Stored data entries
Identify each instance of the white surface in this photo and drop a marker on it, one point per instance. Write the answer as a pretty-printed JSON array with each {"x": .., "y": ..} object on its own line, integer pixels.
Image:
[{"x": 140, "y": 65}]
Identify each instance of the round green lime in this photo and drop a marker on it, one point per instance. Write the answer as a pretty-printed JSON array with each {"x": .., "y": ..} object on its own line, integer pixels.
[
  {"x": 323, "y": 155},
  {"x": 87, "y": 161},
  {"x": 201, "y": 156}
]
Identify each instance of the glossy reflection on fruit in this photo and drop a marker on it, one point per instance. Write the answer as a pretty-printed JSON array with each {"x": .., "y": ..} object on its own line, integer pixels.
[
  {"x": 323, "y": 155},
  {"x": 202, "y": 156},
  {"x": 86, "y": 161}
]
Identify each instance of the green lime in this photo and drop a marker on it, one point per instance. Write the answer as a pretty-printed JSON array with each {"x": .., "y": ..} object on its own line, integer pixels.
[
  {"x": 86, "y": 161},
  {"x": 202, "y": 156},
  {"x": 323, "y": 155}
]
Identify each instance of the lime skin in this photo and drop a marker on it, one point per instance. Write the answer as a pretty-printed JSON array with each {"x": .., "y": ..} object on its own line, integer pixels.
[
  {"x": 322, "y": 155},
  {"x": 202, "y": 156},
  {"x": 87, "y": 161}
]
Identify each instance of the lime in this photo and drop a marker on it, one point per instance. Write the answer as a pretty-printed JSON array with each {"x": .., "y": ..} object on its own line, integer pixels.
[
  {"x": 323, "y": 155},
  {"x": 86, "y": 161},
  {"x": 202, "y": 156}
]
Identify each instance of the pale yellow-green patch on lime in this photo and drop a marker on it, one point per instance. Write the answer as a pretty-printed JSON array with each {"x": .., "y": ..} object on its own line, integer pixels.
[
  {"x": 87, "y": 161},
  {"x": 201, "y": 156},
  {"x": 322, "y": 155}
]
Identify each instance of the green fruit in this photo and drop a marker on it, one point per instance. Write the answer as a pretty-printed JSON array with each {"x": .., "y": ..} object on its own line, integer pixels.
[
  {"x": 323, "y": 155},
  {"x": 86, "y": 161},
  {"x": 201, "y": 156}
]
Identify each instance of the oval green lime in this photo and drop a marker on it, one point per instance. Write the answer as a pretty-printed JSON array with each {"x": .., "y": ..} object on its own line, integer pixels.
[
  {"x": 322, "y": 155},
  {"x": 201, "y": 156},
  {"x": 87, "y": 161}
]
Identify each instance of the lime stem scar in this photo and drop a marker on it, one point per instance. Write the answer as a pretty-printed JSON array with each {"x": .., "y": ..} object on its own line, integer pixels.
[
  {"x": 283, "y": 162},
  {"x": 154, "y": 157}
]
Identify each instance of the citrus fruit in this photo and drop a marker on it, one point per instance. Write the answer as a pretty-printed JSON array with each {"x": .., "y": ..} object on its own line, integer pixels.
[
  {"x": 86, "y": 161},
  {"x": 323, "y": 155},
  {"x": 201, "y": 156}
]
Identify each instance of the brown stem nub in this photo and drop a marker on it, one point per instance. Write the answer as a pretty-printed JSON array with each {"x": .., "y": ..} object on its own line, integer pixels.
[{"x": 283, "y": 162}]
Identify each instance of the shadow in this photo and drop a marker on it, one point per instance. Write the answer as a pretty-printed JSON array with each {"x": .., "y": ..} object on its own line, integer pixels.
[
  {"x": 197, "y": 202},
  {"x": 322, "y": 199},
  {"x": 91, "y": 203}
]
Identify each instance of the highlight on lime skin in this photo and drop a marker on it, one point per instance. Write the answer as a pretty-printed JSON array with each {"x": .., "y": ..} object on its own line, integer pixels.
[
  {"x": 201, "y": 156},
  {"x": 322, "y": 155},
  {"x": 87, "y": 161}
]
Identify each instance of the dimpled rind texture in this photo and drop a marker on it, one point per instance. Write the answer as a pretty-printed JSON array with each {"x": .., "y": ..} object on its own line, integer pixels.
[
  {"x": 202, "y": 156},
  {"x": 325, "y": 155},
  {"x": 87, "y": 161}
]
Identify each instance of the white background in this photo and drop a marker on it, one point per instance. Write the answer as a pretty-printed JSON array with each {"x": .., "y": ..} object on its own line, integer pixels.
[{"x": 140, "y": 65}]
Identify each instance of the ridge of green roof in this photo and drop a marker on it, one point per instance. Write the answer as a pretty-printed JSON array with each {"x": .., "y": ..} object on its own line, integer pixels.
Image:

Task statement » Reproduce, with both ends included, the lines from the one holding "Identify each instance of the white background" to the end of the records above.

Written answer »
Identify each instance of the white background in this photo and drop a marker on it, one point per instance. Write the answer as a pretty-printed JSON array with each {"x": .., "y": ..} object on its own line, integer pixels.
[{"x": 140, "y": 65}]
Identify each instance of the ridge of green roof in this photo and drop a marker on it, one point per instance. Write the answer as a pretty-printed JSON array with each {"x": .., "y": ..} object on its own line, integer pixels.
Image:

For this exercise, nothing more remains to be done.